==== DATASET ====

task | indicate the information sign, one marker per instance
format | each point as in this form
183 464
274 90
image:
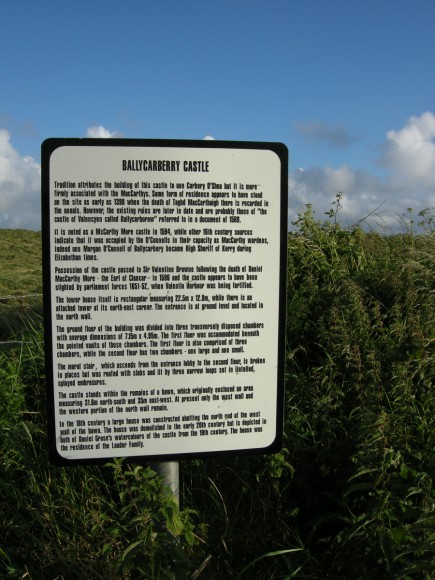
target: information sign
164 297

====

Please transcribe word for word the lines from the one bearing "format | each point as in this form" through the last line of the records above, omitting the pictures.

format | each point as in this form
183 464
274 90
image:
target: information sign
164 297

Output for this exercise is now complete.